• What is expected
Copy the data below, substituting "place" for every "drop" and keeping all else the same. Leave the pictures out of your copy.
________________
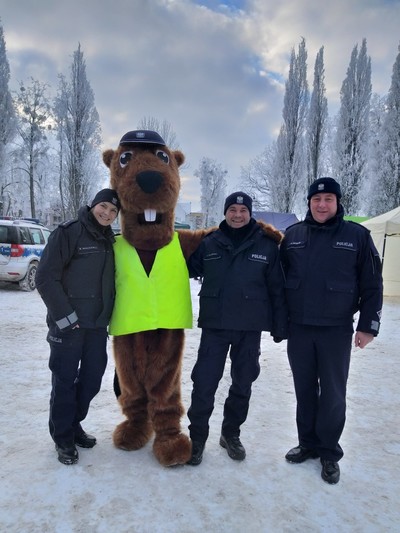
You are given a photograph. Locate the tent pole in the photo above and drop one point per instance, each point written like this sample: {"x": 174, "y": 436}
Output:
{"x": 383, "y": 249}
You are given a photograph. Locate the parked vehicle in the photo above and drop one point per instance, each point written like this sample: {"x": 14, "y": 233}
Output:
{"x": 21, "y": 246}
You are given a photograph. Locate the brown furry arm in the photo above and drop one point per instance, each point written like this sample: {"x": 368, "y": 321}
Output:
{"x": 270, "y": 231}
{"x": 190, "y": 239}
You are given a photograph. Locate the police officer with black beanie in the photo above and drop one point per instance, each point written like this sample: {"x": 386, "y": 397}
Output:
{"x": 333, "y": 271}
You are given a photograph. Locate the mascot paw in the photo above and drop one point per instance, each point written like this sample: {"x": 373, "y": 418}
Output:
{"x": 173, "y": 450}
{"x": 129, "y": 436}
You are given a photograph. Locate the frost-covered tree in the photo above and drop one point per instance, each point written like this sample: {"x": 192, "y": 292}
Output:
{"x": 213, "y": 184}
{"x": 256, "y": 177}
{"x": 373, "y": 206}
{"x": 7, "y": 125}
{"x": 387, "y": 190}
{"x": 79, "y": 136}
{"x": 289, "y": 162}
{"x": 33, "y": 123}
{"x": 351, "y": 144}
{"x": 163, "y": 128}
{"x": 317, "y": 122}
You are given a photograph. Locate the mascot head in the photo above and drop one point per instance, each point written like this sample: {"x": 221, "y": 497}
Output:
{"x": 145, "y": 174}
________________
• The answer
You are given a photograph. Locate the tent pole in the photo above and place one point per instance, each point written like this sample: {"x": 174, "y": 436}
Output:
{"x": 383, "y": 249}
You are given a photograph. Locate the parked vehicle in the photo above and place one point per instance, each point written like this sample: {"x": 14, "y": 233}
Output:
{"x": 21, "y": 246}
You are given a photograph. Locate the brown furry arm in the photo above and place one point per instance, each point written like this sample: {"x": 368, "y": 321}
Output:
{"x": 270, "y": 231}
{"x": 190, "y": 239}
You are given a photograph. Locate the police officer with black beanie in the photo above and place one point per instance, each point written like this sample: {"x": 386, "y": 397}
Output:
{"x": 333, "y": 271}
You are given a photograph. Locate the mascot paw in the photo above and place one point per instance, each point written like this sample: {"x": 373, "y": 418}
Output:
{"x": 173, "y": 450}
{"x": 129, "y": 436}
You are given a photograph. Locate the frost-covered tree in the photo above and place one point per instance, each point written like this sample: {"x": 192, "y": 292}
Output:
{"x": 213, "y": 184}
{"x": 256, "y": 177}
{"x": 373, "y": 206}
{"x": 7, "y": 125}
{"x": 387, "y": 190}
{"x": 79, "y": 136}
{"x": 289, "y": 162}
{"x": 33, "y": 123}
{"x": 351, "y": 144}
{"x": 163, "y": 128}
{"x": 317, "y": 122}
You are given a photograph. Locate the mascot head in the photo above and place one point per instance, each point written like this sample: {"x": 221, "y": 497}
Output:
{"x": 145, "y": 174}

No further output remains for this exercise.